_KETENTUAN TUGAS_. Salin kata demi kata bagian berita tentang pemisahan unit usaha syariah di bawah, mulai dari "Pemisahan UUS dari" sampai "sudah berdiri sendiri.", termasuk kedua bagian itu.

_TEKS YANG DISEDIAKAN_.
((
Unit Usaha Syariah Wajib Memisahkan Diri Sebelum Akhir 2031
Persyaratan pemisahan unit usaha syariah itu, antara lain, pemenuhan nilai aset minimal dan ekuitas minimal. Bila melewati batas waktu akhir 2031, perusahaan jasa keuangan tersebut akan dikenai sanksi.
Oleh
BENEDIKTUS KRISNA YOGATAMA
·3 menit baca
JAKARTA, KOMPAS — Otoritas Jasa Keuangan menerbitkan dua peraturan yang mewajibkan pemisahan unit usaha syariah pada perusahaan penjaminan, asuransi, dan reasuransi dari induk lembaga jasa keuangannya agar berdiri menjadi entitas usaha sendiri. Dengan berdiri sendiri, lembaga jasa keuangan syariah diharapkan bisa terus menciptakan bisnis berkelanjutan.
Hal itu tertuang dalam Peraturan Otoritas Jasa Keuangan (POJK) Nomor 10 Tahun 2023 tentang Pemisahan Unit Usaha Syariah Perusahaan Penjaminan serta POJK No 11/2023 tentang Pemisahan Unit Usaha Syariah Perusahaan Asuransi dan Perusahaan Reasuransi. Kedua POJK pemisahan unit usaha syariah (UUS) ini ditetapkan pada 11 Juli 2023.
Pemisahan UUS dari industri penjaminan, asuransi, dan reasuransi itu wajib dilakukan paling lambat 31 Desember 2031. Harapannya, setelah 31 Desember 2031 semua lembaga jasa keuangan syariah pada ketiga industri tersebut sudah berdiri sendiri.
Bagi lembaga jasa keuangan yang tidak mematuhi aturan ini akan dikenakan sanksi administrasi secara bertahap mulai dari peringatan tertulis, pembekuan kegiatan usaha, hingga pencabutan izin usaha. Ini juga dapat diikuti dengan pengenaan denda administratif sesuai dengan pelanggaran yang dilakukan.
Kepala Departemen Literasi, Inklusi Keuangan, dan Komunikasi OJK Aman Santosa menjelaskan, pemisahan UUS ini merupakan amanat dari Undang-Undang Nomor 4 Tahun 2023 tentang Pengembangan dan Penguatan Sektor Keuangan (P2SK). UU ini mengatur kewajiban bagi lembaga jasa keuangan yang memiliki UUS untuk memisahkan UUS setelah memenuhi persyaratan tertentu yang ditetapkan OJK.
”Dengan keluarnya dua POJK ini diharapkan pemisahan UUS dapat terlaksana dengan baik sehingga tercipta industri lembaga jasa keuangan syariah yang dapat tumbuh secara berkelanjutan,” ujar Aman dalam keterangannya, Jumat (21/7/2023).
))
_MATERI YANG DIBERIKAN_.
((
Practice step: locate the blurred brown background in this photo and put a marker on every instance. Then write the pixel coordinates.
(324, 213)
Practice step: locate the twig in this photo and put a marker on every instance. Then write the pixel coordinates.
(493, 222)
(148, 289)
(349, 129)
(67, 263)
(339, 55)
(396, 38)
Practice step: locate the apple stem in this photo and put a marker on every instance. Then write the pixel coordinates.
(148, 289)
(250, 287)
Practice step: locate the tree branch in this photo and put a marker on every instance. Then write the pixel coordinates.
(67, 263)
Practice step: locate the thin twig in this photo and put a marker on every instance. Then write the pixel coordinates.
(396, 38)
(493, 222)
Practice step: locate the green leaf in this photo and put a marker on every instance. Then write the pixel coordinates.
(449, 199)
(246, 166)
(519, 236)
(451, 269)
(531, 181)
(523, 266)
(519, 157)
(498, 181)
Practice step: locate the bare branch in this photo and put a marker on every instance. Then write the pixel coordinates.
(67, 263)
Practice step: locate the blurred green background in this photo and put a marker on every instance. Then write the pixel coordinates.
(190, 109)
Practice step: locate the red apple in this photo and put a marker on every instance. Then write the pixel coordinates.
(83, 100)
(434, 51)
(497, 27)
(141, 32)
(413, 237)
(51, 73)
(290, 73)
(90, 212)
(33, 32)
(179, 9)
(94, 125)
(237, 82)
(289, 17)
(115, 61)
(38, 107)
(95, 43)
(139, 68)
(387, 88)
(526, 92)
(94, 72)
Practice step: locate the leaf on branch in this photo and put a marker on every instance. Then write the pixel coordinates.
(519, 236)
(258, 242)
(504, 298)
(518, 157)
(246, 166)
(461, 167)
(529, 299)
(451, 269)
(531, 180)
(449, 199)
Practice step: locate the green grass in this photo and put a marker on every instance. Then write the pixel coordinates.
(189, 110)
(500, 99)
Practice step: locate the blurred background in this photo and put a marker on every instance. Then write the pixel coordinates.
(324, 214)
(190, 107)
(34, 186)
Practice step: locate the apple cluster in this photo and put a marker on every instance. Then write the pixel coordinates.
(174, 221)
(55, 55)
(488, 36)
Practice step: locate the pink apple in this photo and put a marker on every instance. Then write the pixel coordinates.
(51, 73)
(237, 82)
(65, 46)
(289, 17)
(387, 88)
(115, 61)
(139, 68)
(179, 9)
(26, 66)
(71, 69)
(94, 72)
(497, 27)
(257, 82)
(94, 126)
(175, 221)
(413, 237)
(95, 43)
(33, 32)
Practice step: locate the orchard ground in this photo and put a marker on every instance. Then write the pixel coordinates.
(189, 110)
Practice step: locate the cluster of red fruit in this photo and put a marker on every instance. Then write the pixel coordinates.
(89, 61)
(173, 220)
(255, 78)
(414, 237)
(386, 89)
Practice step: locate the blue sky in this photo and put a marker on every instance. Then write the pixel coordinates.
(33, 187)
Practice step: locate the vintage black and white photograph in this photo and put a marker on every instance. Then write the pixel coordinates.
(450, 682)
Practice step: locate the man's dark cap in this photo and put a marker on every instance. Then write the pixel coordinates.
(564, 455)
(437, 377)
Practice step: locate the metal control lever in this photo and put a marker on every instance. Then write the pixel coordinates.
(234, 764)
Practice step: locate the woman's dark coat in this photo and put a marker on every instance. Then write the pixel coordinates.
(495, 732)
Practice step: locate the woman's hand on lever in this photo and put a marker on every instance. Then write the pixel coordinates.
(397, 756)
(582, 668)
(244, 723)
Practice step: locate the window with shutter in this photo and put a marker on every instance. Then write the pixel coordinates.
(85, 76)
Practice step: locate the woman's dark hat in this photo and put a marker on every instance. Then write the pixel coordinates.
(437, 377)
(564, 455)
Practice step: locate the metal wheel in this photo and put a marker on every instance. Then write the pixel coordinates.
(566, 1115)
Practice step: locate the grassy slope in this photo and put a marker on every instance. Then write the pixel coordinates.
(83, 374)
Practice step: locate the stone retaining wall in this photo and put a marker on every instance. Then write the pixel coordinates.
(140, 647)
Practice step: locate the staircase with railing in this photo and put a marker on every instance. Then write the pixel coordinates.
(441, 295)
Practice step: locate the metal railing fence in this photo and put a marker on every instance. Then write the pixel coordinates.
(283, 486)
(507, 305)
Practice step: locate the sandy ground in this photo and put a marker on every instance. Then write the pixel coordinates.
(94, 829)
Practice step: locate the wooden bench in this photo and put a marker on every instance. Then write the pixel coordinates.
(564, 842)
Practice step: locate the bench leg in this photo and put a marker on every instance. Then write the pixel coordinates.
))
_HASIL YANG BENAR_.
Pemisahan UUS dari industri penjaminan, asuransi, dan reasuransi itu wajib dilakukan paling lambat 31 Desember 2031. Harapannya, setelah 31 Desember 2031 semua lembaga jasa keuangan syariah pada ketiga industri tersebut sudah berdiri sendiri.